◆ Text provided
We therefore hold this case in abeyance pending an opportunity for the FEC to interpret the "commercial purposes" proviso as applied to Legi-Tech's Tracking Service.8
J. SKELLY WRIGHT, Senior Circuit Judge, concurring:
I agree that this case should be held in abeyance pending the Federal Election Commission's (FEC) interpretation of the Federal Election Campaign Act (FECA). I write separately, however, to note two issues of special concern.
First, in deciding the scope of the FECA ban on commercial exploitation, the FEC should remain cognizant of the important and troubling First Amendment implications raised by any construction of the statute that bars the use of the information at issue in this case by organizations such as Legi-Tech.

◆ Data lines
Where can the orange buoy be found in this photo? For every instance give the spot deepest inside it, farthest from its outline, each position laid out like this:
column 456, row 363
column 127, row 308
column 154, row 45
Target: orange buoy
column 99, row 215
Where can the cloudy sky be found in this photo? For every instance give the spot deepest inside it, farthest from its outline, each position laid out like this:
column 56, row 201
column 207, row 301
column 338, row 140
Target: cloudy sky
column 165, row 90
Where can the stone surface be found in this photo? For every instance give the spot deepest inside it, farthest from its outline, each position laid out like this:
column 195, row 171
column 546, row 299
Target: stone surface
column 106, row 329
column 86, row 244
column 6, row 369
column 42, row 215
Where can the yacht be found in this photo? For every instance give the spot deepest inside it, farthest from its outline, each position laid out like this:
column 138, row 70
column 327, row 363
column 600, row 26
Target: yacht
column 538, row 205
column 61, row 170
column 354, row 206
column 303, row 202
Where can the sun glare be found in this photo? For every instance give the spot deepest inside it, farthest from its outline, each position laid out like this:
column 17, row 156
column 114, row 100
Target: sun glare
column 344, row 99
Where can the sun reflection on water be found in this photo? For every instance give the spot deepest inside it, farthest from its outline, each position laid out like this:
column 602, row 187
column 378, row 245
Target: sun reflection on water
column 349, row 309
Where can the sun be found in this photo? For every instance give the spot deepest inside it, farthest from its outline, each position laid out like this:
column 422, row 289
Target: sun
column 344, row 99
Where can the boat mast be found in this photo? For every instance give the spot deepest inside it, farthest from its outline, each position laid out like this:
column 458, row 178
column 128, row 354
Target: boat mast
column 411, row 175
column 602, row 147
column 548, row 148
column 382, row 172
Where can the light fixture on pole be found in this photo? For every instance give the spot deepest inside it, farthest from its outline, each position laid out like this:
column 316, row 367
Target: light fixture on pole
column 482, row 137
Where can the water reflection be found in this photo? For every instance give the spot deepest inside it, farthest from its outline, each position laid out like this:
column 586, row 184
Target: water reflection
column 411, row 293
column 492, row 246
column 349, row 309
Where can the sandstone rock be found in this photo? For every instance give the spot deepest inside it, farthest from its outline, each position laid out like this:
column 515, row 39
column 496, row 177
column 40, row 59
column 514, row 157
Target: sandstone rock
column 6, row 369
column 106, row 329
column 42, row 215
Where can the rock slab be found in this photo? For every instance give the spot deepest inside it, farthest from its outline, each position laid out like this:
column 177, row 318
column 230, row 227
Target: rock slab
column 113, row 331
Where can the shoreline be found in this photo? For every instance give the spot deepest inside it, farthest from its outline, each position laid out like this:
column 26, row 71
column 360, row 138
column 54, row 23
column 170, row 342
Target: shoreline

◆ Problem A
Extract from the opinion excerpt the passage between "We therefore hold" and "of special concern.", inclusive.
◆ Problem B
For each statement, answer yes or no according to the opinion excerpt, and quote the words that decide it: (i) J. Skelly Wright is identified as a Senior Circuit Judge. (ii) The concurrence raises three issues of special concern. (iii) The concurring judge agrees that the case should be held in abeyance.
Rely only on the opinion excerpt, not on the records.

◆ Correct answer A
We therefore hold this case in abeyance pending an opportunity for the FEC to interpret the "commercial purposes" proviso as applied to Legi-Tech's Tracking Service.8
J. SKELLY WRIGHT, Senior Circuit Judge, concurring:
I agree that this case should be held in abeyance pending the Federal Election Commission's (FEC) interpretation of the Federal Election Campaign Act (FECA). I write separately, however, to note two issues of special concern.

◆ Correct answer B
(i) Yes: "J. SKELLY WRIGHT, Senior Circuit Judge, concurring"
(ii) No: "to note two issues of special concern"
(iii) Yes: "I agree that this case should be held in abeyance"